## [PROVIDED TEXT]
##############################

Let’s face it, we all adore “our stuff”- meaning, things we enjoy to help keep us happy and feel safe in our home space. For my dad, it’s a Hawaiian shirt even in 30 degree weather and gloves, for mom, it’s an artsy shawl or groovy bangles, for my stepmom, it’s a glass of vino with a friend, for Zac, it’s his snowboard, for HJ, it’s DNA, a new molecule or something I can’t pronounce, and for my daughter and bonus son, it’s a smart phone, etc. We just each choose our game differently.
What brings me that “I’m safe and makes me feel like “home” feeling?”
– My yoga mat (Nothing exists but the breath. There is no ego. There is only emotion and me.)
– An every night routine of reading and holding hands with my daughter before bed. (well, the days of being called “mama” are over. I take what I can get.)
– My Macs- all of them- and since the late, late 80s…. (it might be near cult member obsession. I do own a bumper sticker “my mac is smarter than your honor student”. That’s mac love. That’s mac chic.)
– Human Contact/Touch, and lots more touch! (OMG, I gave the masseuse a $20 tip last week. When you are lonely and miss human touch, is that legal?)
– My new pup, Kenny Rogers (even though he is shaggy today, needs a haircut as his current “doo” might be damaging his peripheral vision)
– My beautifully made and all fluffy and crisp, white “fake it to you make it Westin Heavenly Bed”- with high count sheets, comfy duvet and enough pillows you can’t find the headboard.
– A hot, bubble bath with a lavender or new yummy scent in my new bathtub
– Being on my road bike, completely in my own head with the rush and sound and smell of nature flying by me (course, that near death deer experience two years ago has put a damper on going alone these days) Who else buys the $1K+ bike BEFORE signing up and completing the MS150?
– My Uggs
– Scented candles – ocean, lavender, lilac, fresh linen, lovely! (though not a Yankee Candle Company fan after an “incident” with my Saab. They didn’t come out looking so good, but I did personally send a love note to the CEO, COO, corporate attorney, CMO, and I suspect I might be on a banned list somewhere. The local Saab dealership did however love the drama and did the repairs for free- I think they were proud of the local O’Fallon chutzpah!)
– French toast with blueberries and strawberries and lots ‘o syrup piled high (G-F of course)
– Reflexology (and for years, I hated feet, after seeing a dude on an airplane cutting this thick toenails then hanging them on the magazine rack NEXT to me….ick.)
– New perfume. (but nothing that smells like I might have smelled it over my shoulder in church, the bowling alley or on anyone over 80+ years of age.)
– A personal card that comes in the mailbox.
– Tulips, Gerberas or darn it….. any bouquet of fresh flowers that has a card and special note attached to my name.
– My family (my mom has made me the exact same G-F casserole for four years. I can’t stop her.)

##############################

## [TASK GOAL]
In the text on comfort items, what is the name of the new pup? Work only from the text on comfort items; set aside anything you already know.

## [MATERIAL PROVIDED]
##############################

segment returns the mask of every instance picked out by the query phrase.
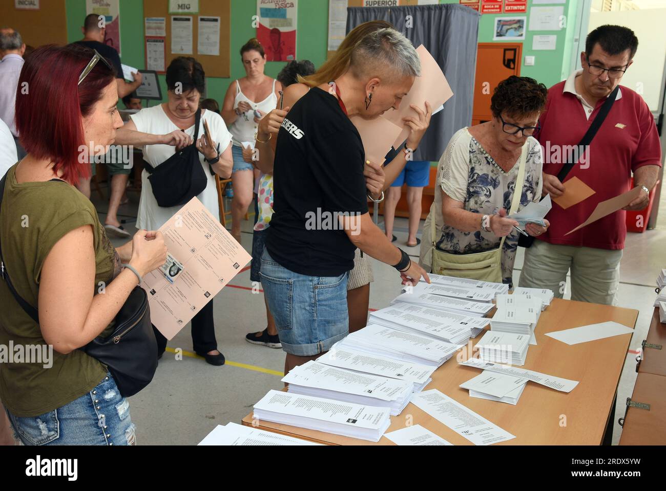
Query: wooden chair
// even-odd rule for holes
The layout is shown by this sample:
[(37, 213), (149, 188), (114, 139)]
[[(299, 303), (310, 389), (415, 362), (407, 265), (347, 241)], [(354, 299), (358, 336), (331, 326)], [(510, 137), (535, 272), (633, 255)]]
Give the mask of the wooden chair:
[[(226, 216), (230, 215), (231, 212), (227, 212), (224, 210), (224, 192), (226, 190), (226, 185), (231, 182), (230, 179), (220, 179), (220, 176), (215, 174), (215, 186), (217, 188), (217, 204), (220, 208), (220, 222), (222, 226), (226, 228)], [(250, 220), (250, 216), (245, 213), (245, 220)]]

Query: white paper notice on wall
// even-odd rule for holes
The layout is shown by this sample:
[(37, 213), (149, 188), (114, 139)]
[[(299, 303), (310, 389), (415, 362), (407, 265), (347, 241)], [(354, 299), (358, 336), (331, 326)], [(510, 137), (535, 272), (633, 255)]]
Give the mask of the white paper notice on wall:
[(561, 31), (565, 26), (563, 7), (533, 7), (529, 9), (529, 31)]
[(552, 50), (555, 49), (557, 36), (555, 34), (538, 35), (532, 38), (532, 50)]

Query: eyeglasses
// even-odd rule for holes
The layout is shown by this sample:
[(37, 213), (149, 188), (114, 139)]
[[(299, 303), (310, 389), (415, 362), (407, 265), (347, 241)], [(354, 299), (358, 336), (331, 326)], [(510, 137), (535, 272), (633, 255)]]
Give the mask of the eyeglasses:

##############################

## [ANSWER FOR THE TASK]
Kenny Rogers